2008年12月27日(土)
10月11日、12日、13日の3日間に渡り開催された「フォーラム顔学2008」第13回日本顔学会大会についてです。
今年もギリギリになってしまいましたが、「今年のことは今年のうちに」早足で振り返ってみたいと思います。
今までは、9月の土日を使って開催されていたのですが、今回は初めての3日間開催ということで月曜日の体育の日も入れて土日月の3日連続で東京大学の本郷キャンパスにて開催されました。
(参加者は過去最高レベル320名だったそうです。)

■ 指示 1 ■
エントリーのうち文字列「white」を含む行をすべて集め、そのまま書き出せ。大文字と小文字は区別すること。
顔学会大会の文章と以下のエントリーとの間に関連はない。

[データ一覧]

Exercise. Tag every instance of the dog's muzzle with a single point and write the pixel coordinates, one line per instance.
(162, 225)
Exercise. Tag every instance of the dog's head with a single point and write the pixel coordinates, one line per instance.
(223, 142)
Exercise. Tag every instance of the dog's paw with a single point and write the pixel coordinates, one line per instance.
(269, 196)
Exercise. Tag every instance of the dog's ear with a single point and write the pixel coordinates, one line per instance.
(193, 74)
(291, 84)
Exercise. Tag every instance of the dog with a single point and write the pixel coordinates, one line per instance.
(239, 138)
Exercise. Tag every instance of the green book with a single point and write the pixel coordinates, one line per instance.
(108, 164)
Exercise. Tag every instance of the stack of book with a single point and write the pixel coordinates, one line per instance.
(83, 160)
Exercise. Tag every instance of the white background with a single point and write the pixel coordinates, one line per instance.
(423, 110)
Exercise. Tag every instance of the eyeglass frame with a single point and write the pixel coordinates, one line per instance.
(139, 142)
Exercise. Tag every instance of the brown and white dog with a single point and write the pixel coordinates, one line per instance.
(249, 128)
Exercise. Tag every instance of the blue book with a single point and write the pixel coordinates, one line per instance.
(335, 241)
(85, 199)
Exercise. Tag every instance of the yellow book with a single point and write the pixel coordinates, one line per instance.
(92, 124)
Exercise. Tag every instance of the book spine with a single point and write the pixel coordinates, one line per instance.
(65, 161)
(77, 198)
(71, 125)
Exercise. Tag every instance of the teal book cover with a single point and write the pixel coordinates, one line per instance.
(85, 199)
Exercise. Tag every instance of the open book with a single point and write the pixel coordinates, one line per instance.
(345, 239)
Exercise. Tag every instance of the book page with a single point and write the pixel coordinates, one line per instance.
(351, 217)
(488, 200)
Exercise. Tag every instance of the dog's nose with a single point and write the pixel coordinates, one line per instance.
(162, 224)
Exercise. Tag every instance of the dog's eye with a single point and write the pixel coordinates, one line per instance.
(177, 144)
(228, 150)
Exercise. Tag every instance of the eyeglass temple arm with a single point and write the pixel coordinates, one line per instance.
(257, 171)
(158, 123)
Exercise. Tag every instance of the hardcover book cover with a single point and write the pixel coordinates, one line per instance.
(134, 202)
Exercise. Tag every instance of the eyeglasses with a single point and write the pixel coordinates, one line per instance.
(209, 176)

■ 指示 2 ■
顔学会大会の文章を、最後に示された文の次から書き進めよ。

■ 課題の出力 1 ■
Exercise. Tag every instance of the white background with a single point and write the pixel coordinates, one line per instance.
Exercise. Tag every instance of the brown and white dog with a single point and write the pixel coordinates, one line per instance.

■ 課題の出力 2 ■
今年のプログラムは「顔とコミュニケーション」「顔と印象」「似顔絵」「表情コミュニケーション」「表情の解析と生成」「顔の文化・歴史」「顔とその機能」「顔の認識」「顔の形」をテーマとした演題で合計37件の口頭発表、特別講演「動的表情を処理する心理・神経メカニズム」、特別公開プログラム(第1部:マンガと顔 第2部:特別講演「たかが顔、されど顔…」 第3部:スピーチまんだら 顔って大切)ポスターセッション24件、デモンストレーション5件と盛りだくさんの内容。
さらには、当初は予定されていなかった小河原智子さんのカリカチュアブースと充実したフォーラムになりました。
これらを中心に、個人的に印象に残ったものをピックアップして振り返ります。
※赤字が私の言葉です。
【エージェントの表情と言葉が応諾行動に与える影響】
一言で言うと「どうすれば好印象を持ってくれるか?」→「喜びながら驚く」
【動画における顔のPositive typeとNegative type -顔の個人差と表情印象-】
顔の個人差
顔は構造的に普遍的である一方、個人差が顕著な組織である。
表情は顔を媒介として表出される。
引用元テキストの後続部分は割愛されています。